** Text follows **

The Gruffalo was published by Macmillan in 1999—a year after its completion. An audiobook version, narrated by Imelda Staunton, was released in 2002 and a jigsaw book version was published in 2004. The "Gruffalo song" was released with the audiobook on a musical CD with other songs from Donaldson's books. Scheffler and Donaldson continued to work together in an author-illustrator partnership and as of 2022 have created over 20 best-selling books. In 2019, 20 years after the publication of The Gruffalo, over 13.5 million copies had been sold. It has been translated into more than 100 languages, including Cornish, multiple dialects of Scots, Guernésiais, and Latin. The sequel to the book by Donaldson and Scheffler—The Gruffalo's Child—was published in 2004. It tells the story of the Gruffalo's daughter discovering the mouse after hearing stories about it from her father. Allusions to the Gruffalo character appear in several other books by Donaldson and Scheffler.

=== Select translations ===

- Der Grüffelo. Translated by Monika Osberghaus. Weinheim: Beltz & Gelberg. 1999. ISBN 3-407-79230-1.
- Y Gryffalo. Translated by Gwynne Williams. Whitchurch: Gwasg y Dref Wen. 1999. ISBN 9781855963443.
- Gruffalo. Translated by Erika Stařecká. Prague: Svojtka & Co. 2000. ISBN 978-80-256-1476-1.
- Груффало. Translated by Marina Boroditskaya. Moscow: Mashiny tvoreniya. 2000. ISBN 5-902918-03-0.

** End of Text **

[Task statement] Give back the entire passage about The Gruffalo word for word. Draw only on the passage about The Gruffalo above.

** Recorded data follows **

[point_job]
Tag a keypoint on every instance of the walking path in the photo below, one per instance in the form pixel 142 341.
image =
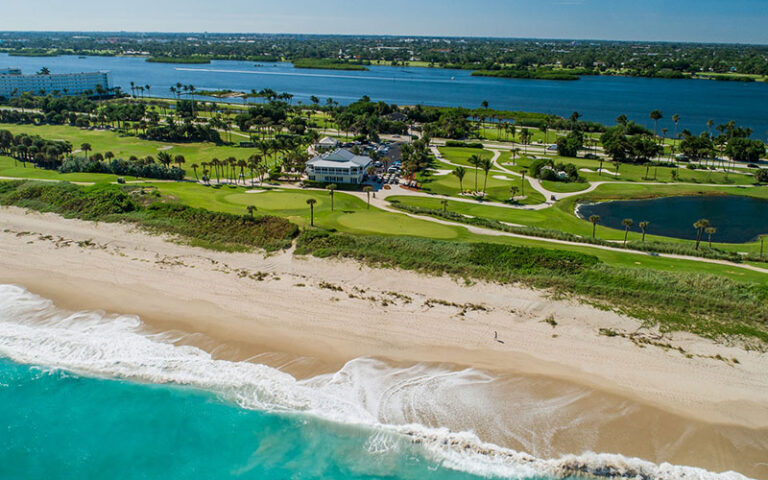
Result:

** End of Recorded data **

[Solved exercise]
The Gruffalo was published by Macmillan in 1999—a year after its completion. An audiobook version, narrated by Imelda Staunton, was released in 2002 and a jigsaw book version was published in 2004. The "Gruffalo song" was released with the audiobook on a musical CD with other songs from Donaldson's books. Scheffler and Donaldson continued to work together in an author-illustrator partnership and as of 2022 have created over 20 best-selling books. In 2019, 20 years after the publication of The Gruffalo, over 13.5 million copies had been sold. It has been translated into more than 100 languages, including Cornish, multiple dialects of Scots, Guernésiais, and Latin. The sequel to the book by Donaldson and Scheffler—The Gruffalo's Child—was published in 2004. It tells the story of the Gruffalo's daughter discovering the mouse after hearing stories about it from her father. Allusions to the Gruffalo character appear in several other books by Donaldson and Scheffler.

=== Select translations ===

- Der Grüffelo. Translated by Monika Osberghaus. Weinheim: Beltz & Gelberg. 1999. ISBN 3-407-79230-1.
- Y Gryffalo. Translated by Gwynne Williams. Whitchurch: Gwasg y Dref Wen. 1999. ISBN 9781855963443.
- Gruffalo. Translated by Erika Stařecká. Prague: Svojtka & Co. 2000. ISBN 978-80-256-1476-1.
- Груффало. Translated by Marina Boroditskaya. Moscow: Mashiny tvoreniya. 2000. ISBN 5-902918-03-0.